Translate into French the following sentence from the text below on Argentina under the military junta: "The police would enter crowded city buses and forcefully remove people against their will."

**Text under study:**

##############################

Within a year of the coup, economic conditions in Argentina declined rapidly. Wages lost 40% of their value, factories closed and poverty spiralled out of control. Clean water was increasingly harder to come by and preventable disease ran rampant.[5] By the time the 80s began, the Argentine economy was in freefall. But the economic decline pails into insignificance when measured against the decline in human rights and civil liberties under the junta.

Under the junta, state terrorism became the norm and torture, violence, kidnappings, and other acts of political repression were commonplace. Targets included social workers, students, trade unionists, writers, journalists, artists, and anyone suspected to be a dissident or opposed to the junta. The military junta provided a brutal public demonstration of both its force and its intentions by tying a man to the 67.5m high Obelisk, one of Buenos Aires’ most prominent landmarks, leaving him hanging and then machine-gunning him to death in plain sight.[6] Robert C. Hill, the American ambassador in Buenos Aires, tried his best to prevent the junta from engaging in human rights abuses during the Dirty War, despite Kissinger’s opposition to Hill’s stance. In one particularly disturbing case, the son of an embassy employee was kidnapped and never seen again.

As in Chile under Pinochet, kidnappings were a regular occurrence under the junta and, once taken, these prisoners were mercilessly tortured at camps throughout across the country.[7] The police would enter crowded city buses and forcefully remove people against their will.

The junta and their policies would eventually push more than half the population below the poverty line and according to one prominent journalist, Rodolfo Walsh, Buenos Aires had been turned into a shanty town of 10 million people. Walsh, you campaigned vigorously against the junta’s brutality was murdered in a gun fight with the military. His body incinerated and dumped into a river.[8] During the nine years of terror by the junta, it has been estimated that anything up to 30,000 people were captured and never seen again.[9] Among them, 250 children under the age of 18 were tortured some of the victims were as young as 13.[10] Called the “los desaparecidos” (“the missing ones”), many kidnapped, tortured, drugged, and then thrown alive into the Rio de la Plata in Buenos Aires.[11] Assassinations were also carried out via mass shootings and the throwing of people from airplanes into the South Atlantic. State Department documents reveal that 55 people per month were kidnapped and that 80% of those kidnapped and tortured had no knowledge or history of subversive activity.[12] It is believed that Argentina had 340 concentration camps around the country and that 12,000 prisoners were held without receiving a proper legal hearing. The U.S. State Department knew full well that it wasn’t just political dissidents who were targeted but a much broader list including labour leaders, workers, the clergy, human rights advocates, scientists, and doctors.[13] The kinds of tactics used for torture and interrogation were also well known: a horrific list comprising of electric shocks, sexual abuse, removal of teeth and fingernails, castration, and burning with boiling water, acid, and oil.

##############################

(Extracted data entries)
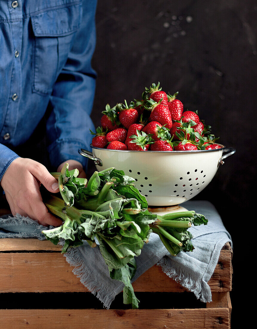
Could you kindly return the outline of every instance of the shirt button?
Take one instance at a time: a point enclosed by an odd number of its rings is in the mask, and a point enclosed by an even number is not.
[[[13,94],[12,96],[12,99],[13,101],[16,101],[18,98],[18,95],[17,94]]]
[[[17,8],[18,4],[19,3],[17,1],[13,1],[12,3],[12,7],[13,8]]]
[[[6,134],[5,134],[4,135],[4,139],[5,140],[7,140],[7,139],[9,139],[10,138],[10,135],[9,133],[7,133]]]

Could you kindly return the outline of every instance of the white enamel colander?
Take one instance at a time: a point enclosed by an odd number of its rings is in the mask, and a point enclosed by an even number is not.
[[[135,185],[150,206],[169,206],[182,203],[198,194],[212,179],[223,160],[236,152],[219,145],[222,148],[217,150],[172,152],[91,146],[92,153],[83,149],[79,152],[93,160],[98,171],[114,167],[135,178]]]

##############################

**Output of the task:** La police pénétrait dans des autobus urbains bondés et en faisait sortir des personnes de force, contre leur volonté.